▶ [EXERCISE PASSAGE]
Austin Playwright’s Final Play Might Have Died With Him, but a Community Joined Together to Ensure Its Survival
Saving Jason Tremblay’s Gretel! The Musical
Once upon a time, a taleteller happened upon an idea for a new story. So he began eagerly stitching words together that he might share this story across the land. But a shadow fell across the taleteller, sapping his strength. Each day, he grew weaker, but he was resolved to finish the story and so began stringing words faster and choosing words to add in later. The shadow, however, was impatient and enveloped the taleteller before he could stitch "The End." So his story was left incomplete, seeming never to be finished. But then ....

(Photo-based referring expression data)
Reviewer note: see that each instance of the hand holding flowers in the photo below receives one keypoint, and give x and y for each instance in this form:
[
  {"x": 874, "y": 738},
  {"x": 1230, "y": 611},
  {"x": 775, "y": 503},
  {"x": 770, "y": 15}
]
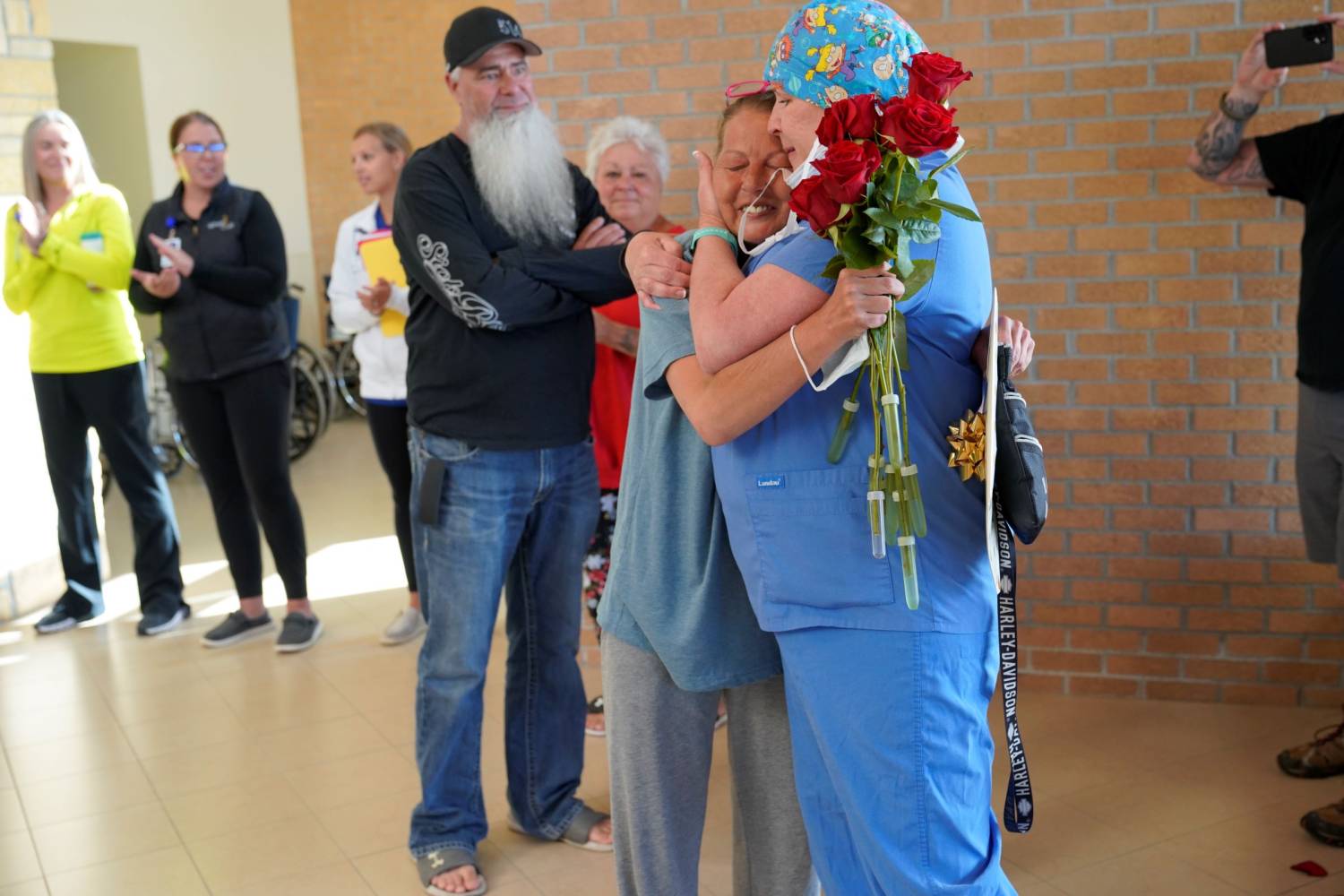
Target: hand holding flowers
[{"x": 871, "y": 201}]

▶ [REQUIRED ACTION A] Using the Gretel! The Musical text, decide whether each statement agrees with it: (i) The taleteller wrote "The End" before the shadow enveloped him. (ii) As he weakened, the taleteller began stringing words faster. (iii) The play named in the text is called Gretel! The Musical. Answer yes or no for each, and quote the words of the text that decide it.
▶ [REQUIRED ACTION B] Update the Gretel! The Musical text by rewriting the part that opens with the words containing "Austin Playwright’s Final" and closes with "But then ....", putting "darkness" in place of "shadow".
▶ [REQUIRED ACTION C] Write what comes next in the Gretel! The Musical text's story of the taleteller, picking up after its last words.

▶ [TASK RESULT A] (i) No: "enveloped the taleteller before he could stitch "The End."" (ii) Yes: "began stringing words faster" (iii) Yes: "Saving Jason Tremblay’s Gretel! The Musical"

▶ [TASK RESULT B]
Austin Playwright’s Final Play Might Have Died With Him, but a Community Joined Together to Ensure Its Survival
Saving Jason Tremblay’s Gretel! The Musical
Once upon a time, a taleteller happened upon an idea for a new story. So he began eagerly stitching words together that he might share this story across the land. But a darkness fell across the taleteller, sapping his strength. Each day, he grew weaker, but he was resolved to finish the story and so began stringing words faster and choosing words to add in later. The darkness, however, was impatient and enveloped the taleteller before he could stitch "The End." So his story was left incomplete, seeming never to be finished. But then ....

▶ [TASK RESULT C]
That story is and is not Jason Tremblay's. It's not his in that he didn't write it. (If he had, the prose would've been considerably more polished and compelling.) But it's his in that he lived it. Two years ago, the Austin playwright had begun work on a new project for Theatre Heroes, a company he'd founded with Noel Gaulin to make quality theatre for young audiences. It drew on the Russian folk tale "Vasilisa the Beautiful," in which the heroine is forced by her cruel stepmother to retrieve fire from the fearsome witch Baba Yaga, but with elements of the Grimm brothers' "Hansel and Gretel" added in. As he worked on it, though, the cancer he'd been fighting for more than two years – intrahepatic cholangiocarcinoma, more fearsome than Baba Yaga – took hold of him. Sensing he would not have the three years that it took to develop Call of the Wild into a solo vehicle for Gaulin, Tremblay worked feverishly to finish a first draft of the play, now titled Gretel! The Musical. He had begun making notes for staging it when he died on April 3, 2017, at the age of 39. With most writers, that draft might have been slipped into a drawer where it would remain incomplete for eternity. But Jason Tremblay was not most writers.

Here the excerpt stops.